● **Problems**:
a. In the Somerset Levels garden piece, what do the herons do in the grids of water?
b. Carry on the Somerset Levels garden piece from its final sentence.

● **Supplied text**:
Wildlife is a passion of mine, especially birds; my garden allows me to experience a variety of species and I delight in their presence.
Wind in the Willows
Between the Sea & the Somerset Levels
I’m privileged to live close to the Somerset Levels where wildlife abounds. Also close to the sea, I have the best of both worlds.
Welcome to my garden, edged by waving, whispering willows and a ‘drain’, the latter being part of the rhynes, the original irrigation system which saw the end of ancient lake dwellers travelling by boat and resulted in exposing a rich countryside below sea level, where its occupants began to till the land, grow some crops and graze their sheep.
Marshy areas remain and flooding occurs from time to time but the sluice gates and rhynes generally do their job well. The terrain is therefore a wildlife haven; swans roosting in the fields, herons playing statues in the grids of water and buzzards mewing high on the thermals, keeping an eye out for mice or rabbits. Some of the wildlife spills over into our gardens, especially those like mine in a sheltered corner with plenty of foliage and undergrowth.

● **Raw data**:

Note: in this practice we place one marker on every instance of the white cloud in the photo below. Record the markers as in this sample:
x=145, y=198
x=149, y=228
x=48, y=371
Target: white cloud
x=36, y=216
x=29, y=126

● **Outputs in order**:
a. They play statues.

b.
Our main delight comes from a wonderful array of birds, big and small, from the soaring buzzard to the shy, twitchy wren. Squirrels and foxes entertain us too and how about a privileged encounter with a large moth? More later!
Bug and Bird Accommodation
We have carefully sited a variety of bird boxes, to accommodate robins, blackbirds and blue tits. A water tray is provided as well as a simple bird-food stand in the middle of the lawn, with curved latticed roof to offer safety from cats and larger birds. We have seagulls here and they are quick to invade any food stations, including people walking along the prom with fish and chips, so we don’t encourage them to visit.
Insect hotels are available, offering free board and lodging for any type within the small apertures. Solitary bees, ladybirds, spiders and woodlice all avail themselves of the facilities and in return provide an education to my grandchildren.
Squirrel and Fox
Grey Squirrels cavort through the willows, showing off their elastic agility, propelling themselves several metres, branch to branch along their route from the nest to next door’s supply of nuts and seeds, occasionally stopping to take stock on our fence or to play chase with siblings. Each of them takes the exact same route, pre-determined by squirrel sat-nav and adhered to by all. I might observe one stop to eat a nut or one running with a mouthful of orange bigger than its head!
These squirrels arrived from America and have been the cause of the downfall of our indigenous red squirrel, though there are small, protected areas of Britain where those still thrive. Sadly, none near me.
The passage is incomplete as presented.